In the items below, replace "where exactly" with "in what location" in everything from the line containing "person walking uphill" down to the line containing "0, 78, 756, 420". Give back only those lines, with nothing else altered.

#### PROVIDED ENTRIES ####

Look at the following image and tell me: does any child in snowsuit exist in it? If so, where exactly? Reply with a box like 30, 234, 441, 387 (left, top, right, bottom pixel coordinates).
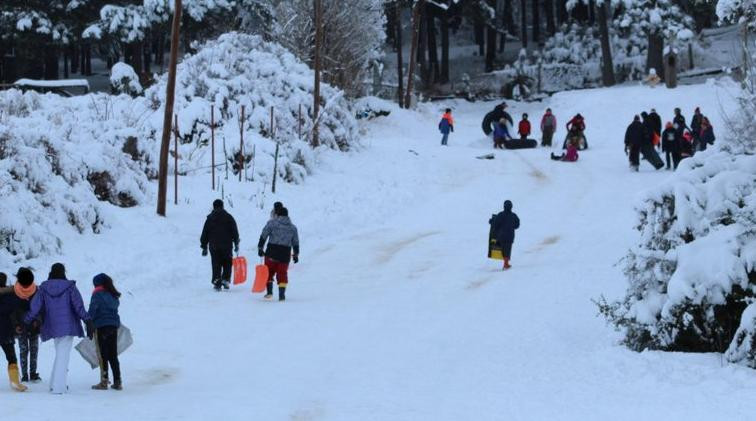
87, 273, 123, 390
13, 267, 42, 383
517, 114, 530, 140
438, 108, 454, 146
0, 272, 26, 392
257, 208, 299, 301
488, 200, 520, 270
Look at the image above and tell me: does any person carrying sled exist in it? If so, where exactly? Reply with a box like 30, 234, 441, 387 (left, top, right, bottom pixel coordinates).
541, 108, 557, 146
488, 200, 520, 270
257, 208, 299, 301
13, 267, 42, 383
87, 273, 123, 390
200, 199, 239, 291
517, 114, 530, 140
438, 108, 454, 146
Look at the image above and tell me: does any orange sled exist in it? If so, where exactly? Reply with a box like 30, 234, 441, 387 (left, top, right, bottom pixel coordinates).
232, 257, 247, 285
252, 263, 268, 293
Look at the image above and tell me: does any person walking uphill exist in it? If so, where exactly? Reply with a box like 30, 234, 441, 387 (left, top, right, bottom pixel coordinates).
87, 273, 123, 390
438, 108, 454, 146
13, 267, 42, 383
200, 199, 239, 291
488, 200, 520, 269
0, 272, 26, 392
257, 208, 299, 301
24, 263, 92, 394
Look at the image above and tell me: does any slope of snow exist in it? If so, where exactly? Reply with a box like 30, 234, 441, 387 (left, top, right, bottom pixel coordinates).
0, 78, 756, 420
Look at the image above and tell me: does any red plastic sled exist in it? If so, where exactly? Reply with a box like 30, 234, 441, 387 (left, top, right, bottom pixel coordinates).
252, 263, 268, 293
232, 257, 247, 285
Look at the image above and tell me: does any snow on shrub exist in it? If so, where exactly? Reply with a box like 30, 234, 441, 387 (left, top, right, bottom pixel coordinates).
0, 90, 147, 263
145, 33, 358, 182
599, 151, 756, 352
110, 61, 142, 96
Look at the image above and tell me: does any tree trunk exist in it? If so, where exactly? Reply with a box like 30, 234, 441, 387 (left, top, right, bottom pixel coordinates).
404, 0, 425, 108
598, 1, 615, 86
646, 32, 664, 80
157, 0, 181, 216
394, 0, 404, 108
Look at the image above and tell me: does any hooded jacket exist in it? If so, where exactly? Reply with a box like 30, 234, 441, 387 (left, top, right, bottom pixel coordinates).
24, 279, 90, 341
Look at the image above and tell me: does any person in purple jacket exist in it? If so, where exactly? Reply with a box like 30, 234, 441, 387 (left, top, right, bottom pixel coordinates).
24, 263, 93, 394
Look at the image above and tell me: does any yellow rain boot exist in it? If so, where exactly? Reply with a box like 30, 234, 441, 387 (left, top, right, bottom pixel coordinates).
8, 364, 27, 392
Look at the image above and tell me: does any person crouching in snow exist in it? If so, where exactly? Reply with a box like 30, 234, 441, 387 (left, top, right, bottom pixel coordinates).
438, 108, 454, 146
87, 273, 123, 390
517, 114, 530, 140
494, 118, 512, 149
257, 208, 299, 301
488, 200, 520, 269
0, 272, 26, 392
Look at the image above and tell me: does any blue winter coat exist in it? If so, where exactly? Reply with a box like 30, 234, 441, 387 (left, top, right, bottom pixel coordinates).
89, 291, 121, 329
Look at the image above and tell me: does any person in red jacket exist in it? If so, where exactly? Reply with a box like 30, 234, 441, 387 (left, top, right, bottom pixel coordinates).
517, 114, 530, 140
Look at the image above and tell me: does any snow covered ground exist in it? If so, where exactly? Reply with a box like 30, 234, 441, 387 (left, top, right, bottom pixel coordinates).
0, 79, 756, 420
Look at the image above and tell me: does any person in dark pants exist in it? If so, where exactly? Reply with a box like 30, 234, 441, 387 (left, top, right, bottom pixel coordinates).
200, 199, 239, 291
257, 208, 299, 301
488, 200, 520, 270
87, 273, 123, 390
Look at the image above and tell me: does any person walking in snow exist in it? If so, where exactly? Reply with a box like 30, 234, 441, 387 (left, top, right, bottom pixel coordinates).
0, 272, 26, 392
517, 114, 530, 140
89, 273, 123, 390
257, 208, 299, 301
541, 108, 557, 146
24, 263, 92, 394
488, 200, 520, 270
13, 267, 42, 383
200, 199, 239, 291
438, 108, 454, 146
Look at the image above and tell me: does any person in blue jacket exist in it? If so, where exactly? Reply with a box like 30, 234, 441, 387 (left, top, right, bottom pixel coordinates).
88, 273, 123, 390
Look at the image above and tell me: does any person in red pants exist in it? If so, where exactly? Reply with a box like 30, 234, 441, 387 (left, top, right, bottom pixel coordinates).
257, 207, 299, 301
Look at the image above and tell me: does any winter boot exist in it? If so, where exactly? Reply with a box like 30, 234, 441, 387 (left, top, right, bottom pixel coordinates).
263, 282, 273, 300
8, 364, 27, 392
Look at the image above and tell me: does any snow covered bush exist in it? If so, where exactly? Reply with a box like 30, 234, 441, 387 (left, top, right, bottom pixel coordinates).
110, 62, 142, 96
599, 151, 756, 352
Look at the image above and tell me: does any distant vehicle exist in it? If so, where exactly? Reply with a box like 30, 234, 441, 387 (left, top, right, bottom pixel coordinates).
10, 79, 89, 97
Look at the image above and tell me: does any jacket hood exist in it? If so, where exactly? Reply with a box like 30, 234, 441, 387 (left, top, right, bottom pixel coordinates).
39, 279, 76, 297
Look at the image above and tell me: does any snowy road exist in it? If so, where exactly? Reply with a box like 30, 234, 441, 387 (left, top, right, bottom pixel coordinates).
7, 79, 756, 420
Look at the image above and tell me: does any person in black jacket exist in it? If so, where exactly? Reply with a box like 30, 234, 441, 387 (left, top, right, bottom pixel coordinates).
200, 200, 239, 291
481, 102, 514, 136
488, 200, 520, 269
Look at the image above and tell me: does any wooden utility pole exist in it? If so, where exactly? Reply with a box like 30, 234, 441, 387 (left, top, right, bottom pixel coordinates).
312, 0, 323, 148
157, 0, 181, 216
404, 0, 425, 108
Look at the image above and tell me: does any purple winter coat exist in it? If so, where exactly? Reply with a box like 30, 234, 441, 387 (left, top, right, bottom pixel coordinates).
24, 279, 90, 341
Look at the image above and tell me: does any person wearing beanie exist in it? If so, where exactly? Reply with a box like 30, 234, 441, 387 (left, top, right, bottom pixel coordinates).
24, 263, 91, 395
89, 273, 123, 390
257, 208, 299, 301
200, 200, 239, 291
488, 200, 520, 270
13, 267, 42, 383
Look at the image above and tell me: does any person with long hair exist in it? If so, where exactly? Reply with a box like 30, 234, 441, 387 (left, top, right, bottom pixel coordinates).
24, 263, 91, 395
89, 273, 123, 390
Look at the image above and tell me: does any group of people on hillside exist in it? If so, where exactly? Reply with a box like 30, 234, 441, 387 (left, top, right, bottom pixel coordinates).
625, 107, 716, 171
200, 199, 299, 301
0, 263, 123, 394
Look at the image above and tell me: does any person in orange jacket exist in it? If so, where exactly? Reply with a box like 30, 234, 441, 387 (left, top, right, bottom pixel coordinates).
517, 114, 530, 140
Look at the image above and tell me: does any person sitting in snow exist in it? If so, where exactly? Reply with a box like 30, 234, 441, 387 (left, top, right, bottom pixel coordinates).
438, 108, 454, 146
257, 208, 299, 301
494, 118, 512, 149
488, 200, 520, 270
517, 114, 530, 140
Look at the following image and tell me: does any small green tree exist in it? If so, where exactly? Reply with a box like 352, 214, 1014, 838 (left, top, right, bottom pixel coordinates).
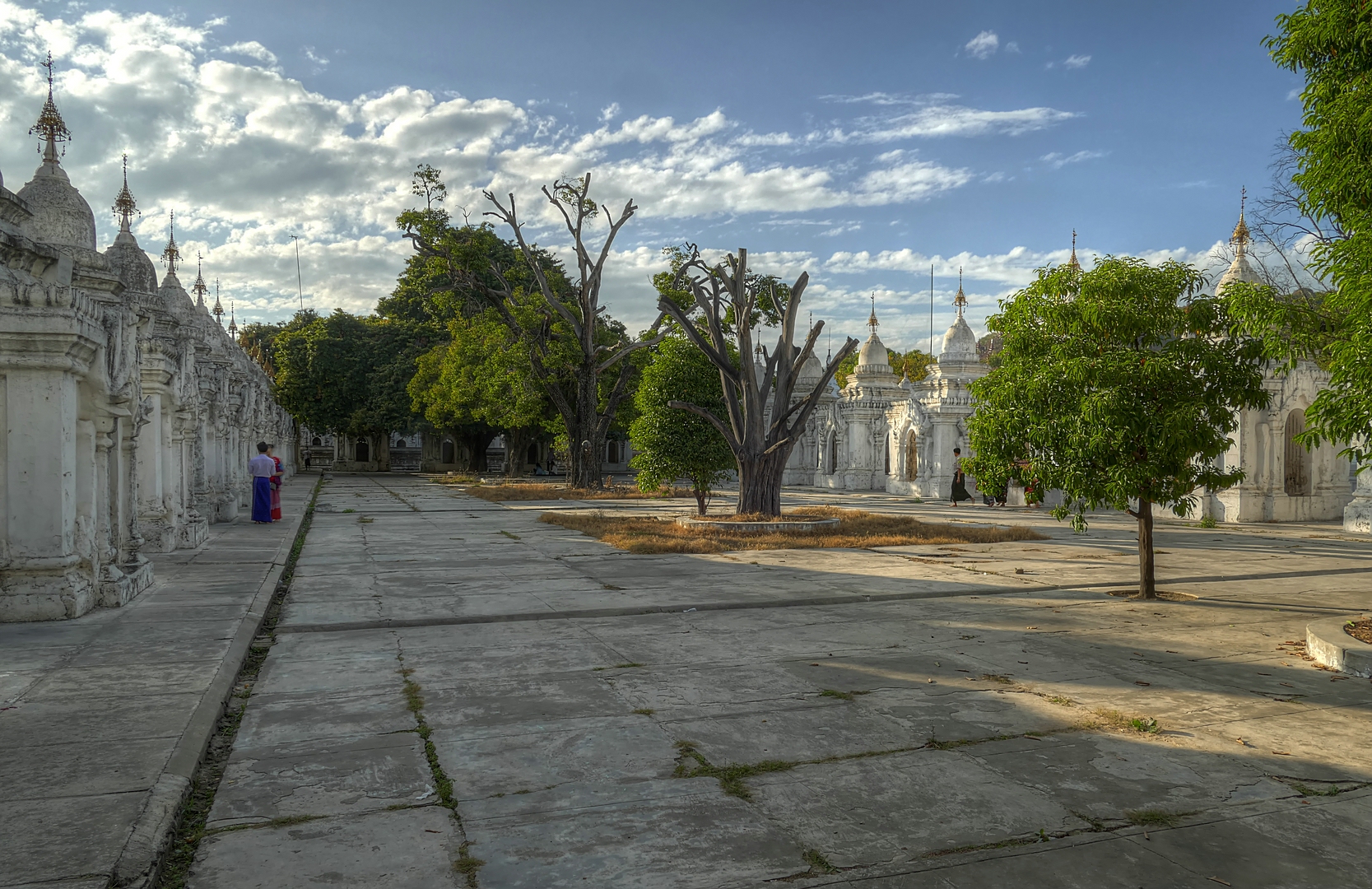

####

SOLUTION TO THE PROBLEM:
Look at the image above and tell me: does any person walking uphill exist in it? If so, in what location? Reply with a box like 30, 234, 441, 387 (left, top, right, bottom pixel coordinates).
87, 273, 123, 390
438, 108, 454, 146
13, 267, 42, 383
200, 199, 239, 291
488, 200, 520, 269
0, 272, 26, 392
257, 208, 299, 301
24, 263, 92, 394
Look at the image above and tell me: does any slope of snow exist in it? If so, in what location? Reply with a box like 30, 234, 441, 387 (left, top, right, bottom pixel coordinates).
0, 78, 756, 420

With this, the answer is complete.